Written task: Copy out the listing that follows exactly, dropping every picture.

Exercise input:
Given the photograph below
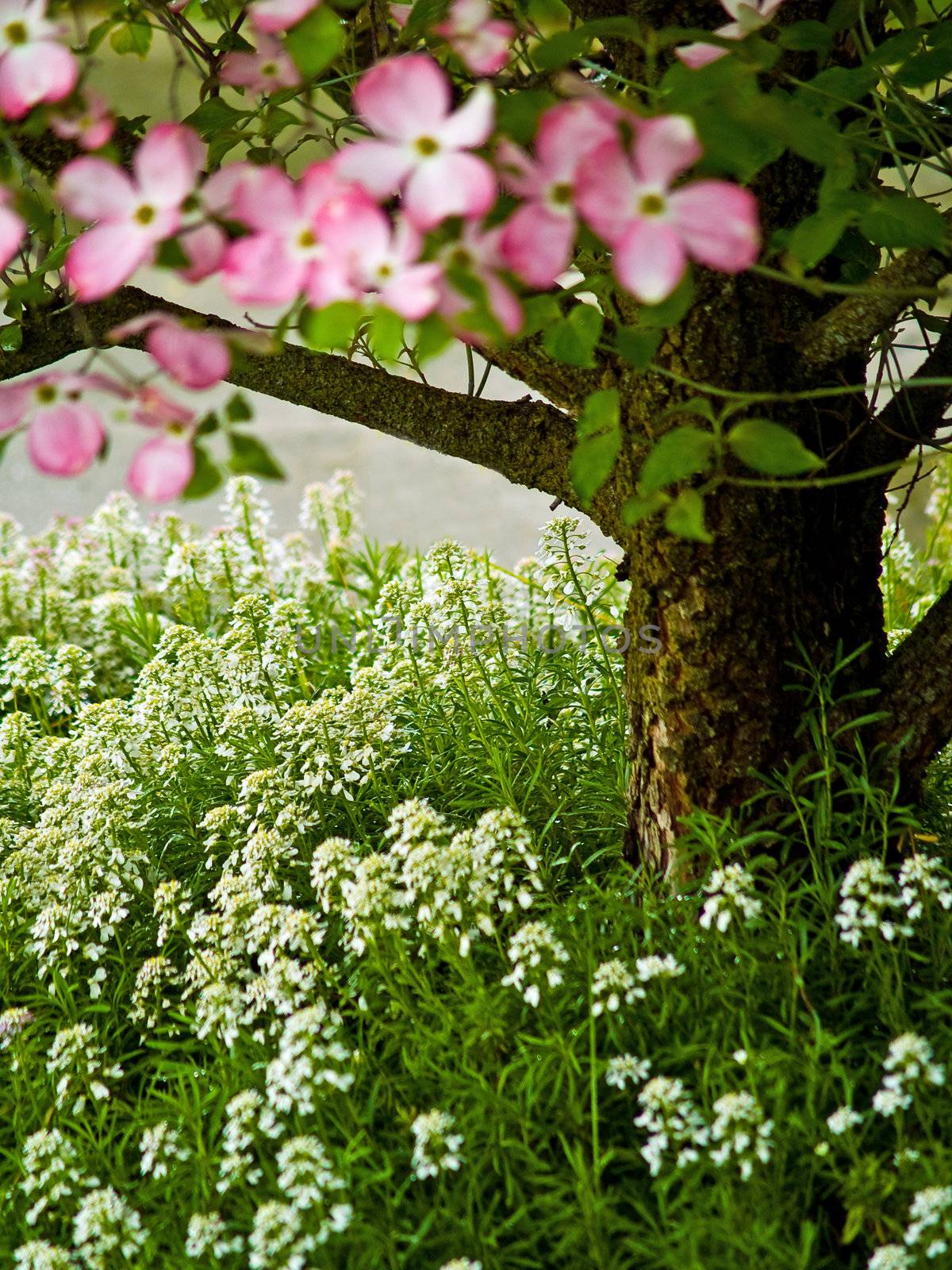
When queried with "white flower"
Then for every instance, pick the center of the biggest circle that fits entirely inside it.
(105, 1226)
(626, 1068)
(159, 1147)
(742, 1132)
(536, 956)
(436, 1146)
(892, 1257)
(207, 1235)
(731, 891)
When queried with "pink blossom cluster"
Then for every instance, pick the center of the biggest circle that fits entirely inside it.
(408, 216)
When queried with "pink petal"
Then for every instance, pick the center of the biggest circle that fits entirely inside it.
(607, 192)
(471, 125)
(168, 164)
(63, 440)
(719, 222)
(414, 292)
(537, 244)
(664, 148)
(12, 230)
(37, 71)
(162, 469)
(205, 248)
(488, 50)
(271, 16)
(651, 260)
(95, 190)
(380, 167)
(451, 184)
(14, 403)
(700, 55)
(105, 258)
(196, 359)
(258, 271)
(404, 97)
(569, 131)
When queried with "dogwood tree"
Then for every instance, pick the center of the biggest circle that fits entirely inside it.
(711, 249)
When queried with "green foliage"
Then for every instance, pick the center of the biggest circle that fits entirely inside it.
(268, 952)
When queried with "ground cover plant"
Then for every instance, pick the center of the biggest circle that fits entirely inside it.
(323, 952)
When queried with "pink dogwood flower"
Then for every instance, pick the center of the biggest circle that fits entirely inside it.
(539, 238)
(478, 253)
(35, 67)
(286, 257)
(135, 214)
(63, 433)
(423, 148)
(194, 359)
(90, 122)
(163, 467)
(380, 258)
(274, 16)
(480, 41)
(749, 16)
(266, 70)
(12, 230)
(626, 197)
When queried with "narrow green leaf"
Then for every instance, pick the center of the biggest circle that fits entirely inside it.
(771, 448)
(677, 455)
(251, 457)
(685, 518)
(600, 440)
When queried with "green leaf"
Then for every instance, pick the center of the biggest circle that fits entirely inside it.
(600, 438)
(573, 340)
(332, 327)
(564, 48)
(206, 478)
(386, 334)
(816, 235)
(771, 448)
(251, 457)
(639, 507)
(806, 37)
(927, 67)
(238, 410)
(132, 37)
(636, 346)
(433, 336)
(518, 114)
(215, 116)
(685, 518)
(315, 42)
(677, 455)
(10, 337)
(896, 220)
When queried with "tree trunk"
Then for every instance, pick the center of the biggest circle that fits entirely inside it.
(787, 572)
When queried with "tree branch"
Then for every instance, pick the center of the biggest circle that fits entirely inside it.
(850, 325)
(917, 691)
(528, 442)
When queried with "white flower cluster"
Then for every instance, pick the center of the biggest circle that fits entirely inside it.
(873, 902)
(740, 1132)
(537, 958)
(446, 886)
(731, 899)
(436, 1145)
(909, 1064)
(615, 983)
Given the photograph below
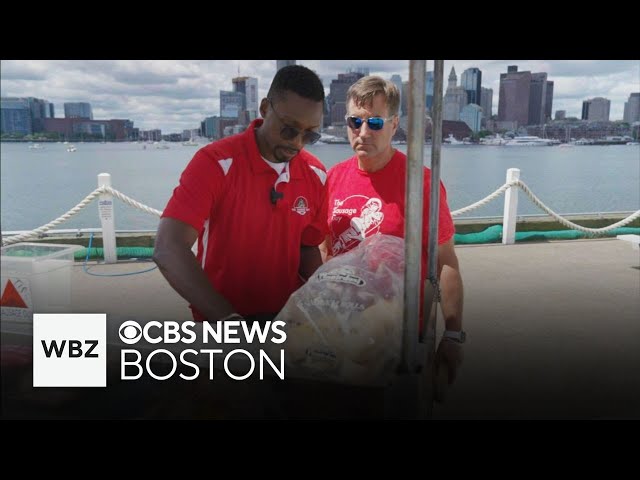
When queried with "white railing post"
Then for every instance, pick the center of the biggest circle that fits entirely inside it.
(105, 209)
(510, 209)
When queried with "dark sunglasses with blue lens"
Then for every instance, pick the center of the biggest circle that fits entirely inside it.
(287, 132)
(374, 123)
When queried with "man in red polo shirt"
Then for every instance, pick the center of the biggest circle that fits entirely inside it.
(366, 196)
(256, 203)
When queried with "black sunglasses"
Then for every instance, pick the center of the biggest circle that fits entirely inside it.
(374, 123)
(289, 133)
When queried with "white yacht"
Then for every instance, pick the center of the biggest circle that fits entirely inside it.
(527, 141)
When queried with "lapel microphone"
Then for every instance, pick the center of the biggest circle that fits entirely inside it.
(275, 195)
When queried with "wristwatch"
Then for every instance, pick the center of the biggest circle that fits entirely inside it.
(456, 336)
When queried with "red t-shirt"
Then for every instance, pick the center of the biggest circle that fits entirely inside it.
(248, 246)
(362, 204)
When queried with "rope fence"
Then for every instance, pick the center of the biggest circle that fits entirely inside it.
(105, 189)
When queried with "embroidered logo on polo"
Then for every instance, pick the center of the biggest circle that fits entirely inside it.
(301, 206)
(354, 219)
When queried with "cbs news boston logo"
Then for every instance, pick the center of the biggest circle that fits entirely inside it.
(69, 350)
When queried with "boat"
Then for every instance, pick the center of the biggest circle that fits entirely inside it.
(527, 141)
(451, 140)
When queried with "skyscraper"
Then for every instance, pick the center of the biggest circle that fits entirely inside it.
(596, 109)
(248, 86)
(486, 102)
(632, 108)
(513, 101)
(397, 81)
(284, 63)
(78, 110)
(471, 81)
(455, 98)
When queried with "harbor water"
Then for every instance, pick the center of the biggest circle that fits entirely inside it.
(38, 185)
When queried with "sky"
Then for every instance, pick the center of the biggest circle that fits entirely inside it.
(176, 95)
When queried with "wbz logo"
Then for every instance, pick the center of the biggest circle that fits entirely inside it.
(69, 350)
(75, 348)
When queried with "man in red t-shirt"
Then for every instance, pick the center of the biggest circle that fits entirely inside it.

Finished task:
Given the photograph below
When queried with "white flower"
Then for every instance, pick the center of the biggest circle that fits entirely inside it.
(105, 1226)
(626, 1068)
(159, 1147)
(742, 1132)
(536, 956)
(436, 1146)
(892, 1257)
(207, 1235)
(731, 891)
When queried with "pink blossom cluster"
Then for every instance, pick the center of the biggest circle that fits entirely inside it.
(408, 216)
When queried with "pink petal"
Then for every instance, pick the center of the biggest circle that fits entirely inside it.
(607, 192)
(471, 125)
(168, 164)
(63, 440)
(719, 222)
(414, 292)
(537, 244)
(664, 148)
(12, 230)
(37, 71)
(162, 469)
(205, 248)
(488, 50)
(271, 16)
(651, 260)
(95, 190)
(380, 167)
(451, 184)
(14, 403)
(700, 55)
(105, 258)
(196, 359)
(258, 271)
(404, 97)
(569, 131)
When queried with "dogwood tree"
Then for every instance, pick the center of the biggest circle that fits entirely inside it.
(711, 249)
When queried with "green foliage"
Then for every instance, pick the center of the biggest circle that fits entirely inside it.
(268, 952)
When queried with "ground cover plant"
Then for every instance, pick the center of the biggest circle that fits entirely inside it.
(323, 952)
When queried with "pink dogwood flower"
Then for every instance, pick the center of the biggest circle that fits entirely inside it.
(539, 238)
(478, 253)
(35, 67)
(286, 257)
(135, 214)
(63, 433)
(423, 148)
(194, 359)
(90, 122)
(163, 467)
(380, 258)
(274, 16)
(480, 41)
(749, 16)
(266, 70)
(12, 230)
(626, 197)
When queried with "narrow green leaf"
Then for every instance, pick the center of the biggest circle that fits entirely inside it.
(771, 448)
(677, 455)
(251, 457)
(685, 518)
(600, 440)
When queried with "green leaf"
Then for every instance, pick the center of the biggest circle that fits entirely inside it.
(600, 438)
(573, 340)
(332, 327)
(564, 48)
(206, 478)
(386, 334)
(816, 235)
(771, 448)
(251, 457)
(639, 507)
(806, 37)
(927, 67)
(238, 410)
(132, 37)
(636, 346)
(433, 336)
(518, 114)
(215, 116)
(685, 518)
(315, 42)
(677, 455)
(10, 337)
(896, 220)
When queried with "tree trunk"
Then for every instance, pick the center of the biggest circle that fits entirely inside it.
(787, 572)
When queried with "tree branch"
Then for every instance, pick the center of the biggest circle that fits entirely inside it.
(850, 325)
(917, 691)
(528, 442)
When queried with "white flower cluster"
Then for every instance, pick the center of the biggest circle that fits entirely inside it.
(873, 902)
(740, 1132)
(537, 958)
(446, 886)
(731, 899)
(436, 1145)
(909, 1064)
(615, 983)
Given the photograph below
When queried with "white railing post"
Then for every instance, pick the center of the biggest circle that fits entirely inside it.
(105, 209)
(510, 209)
When queried with "dark sunglasses with blue lens"
Then for every instance, pick the center of the biggest circle that fits entirely inside it.
(287, 132)
(374, 123)
When queried with "man in red polo shirt"
Then for every instance, pick the center of the biggest circle that fits entirely inside it.
(366, 196)
(256, 203)
When queried with "black sunglasses"
Then for every instance, pick the center of the biggest circle that fits entirely inside it.
(374, 123)
(289, 133)
When queried with "white yacht"
Then for every instance, pick the center of the biggest circle that fits entirely inside it.
(527, 141)
When queried with "lapel microphone"
Then for every instance, pick the center of the biggest circle that fits entirely inside it.
(275, 195)
When queried with "wristwatch"
Then for every instance, pick the center of the biggest circle that fits entirely inside it.
(456, 336)
When queried with "red t-shirt"
Then for every instance, pick the center of the biggest circle that fits entirely inside it.
(248, 246)
(362, 204)
When queried with "rope fence"
Then for every instance, pick the center of the biggest circle that fits entirely inside it.
(105, 189)
When queried with "embroidered logo on polo"
Then for every instance, pick the center of the biggest circle that fits entirely inside it.
(301, 206)
(354, 219)
When queried with "cbs news boston logo"
Then for every instance, pick the center of the biggest circle that fits entirely inside it.
(69, 350)
When queried with "boat"
Then for every instance, pick the center of the biggest circle that fits entirely inside it.
(527, 141)
(451, 140)
When queried with "skyscraper"
Then for every instance, pick the center of the biggest circle that fits entirely inside it.
(596, 109)
(248, 86)
(486, 102)
(632, 108)
(513, 101)
(397, 81)
(284, 63)
(78, 110)
(471, 81)
(455, 98)
When queried with "harbor water"
Then for every instance, pick the center of the biggest circle that fits entirely inside it.
(38, 185)
When queried with "sky"
Then for every instance, pick the center of the biggest circle that fits entirely inside it.
(176, 95)
When queried with "wbz logo"
Then for every instance, pick the center of the biggest circle that fits entirely inside it.
(69, 350)
(75, 348)
When queried with "man in red t-shirt"
Then for every instance, pick the center of the biggest circle that fits entirely inside it.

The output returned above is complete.